• **The task**:
Recast the lines below as a numbered list, skipping any blank lines and leaving out the pictures.

[Position identification records]
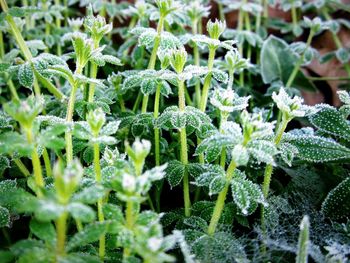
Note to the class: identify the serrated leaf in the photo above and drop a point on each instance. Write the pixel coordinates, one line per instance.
(318, 149)
(336, 205)
(175, 172)
(331, 121)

• **Complete answer**:
1. Note to the class: identify the serrated leaf in the photo above and drop a point on each instance. Write the pixel coordinates, one line per instance.
2. (318, 149)
3. (336, 205)
4. (175, 172)
5. (331, 121)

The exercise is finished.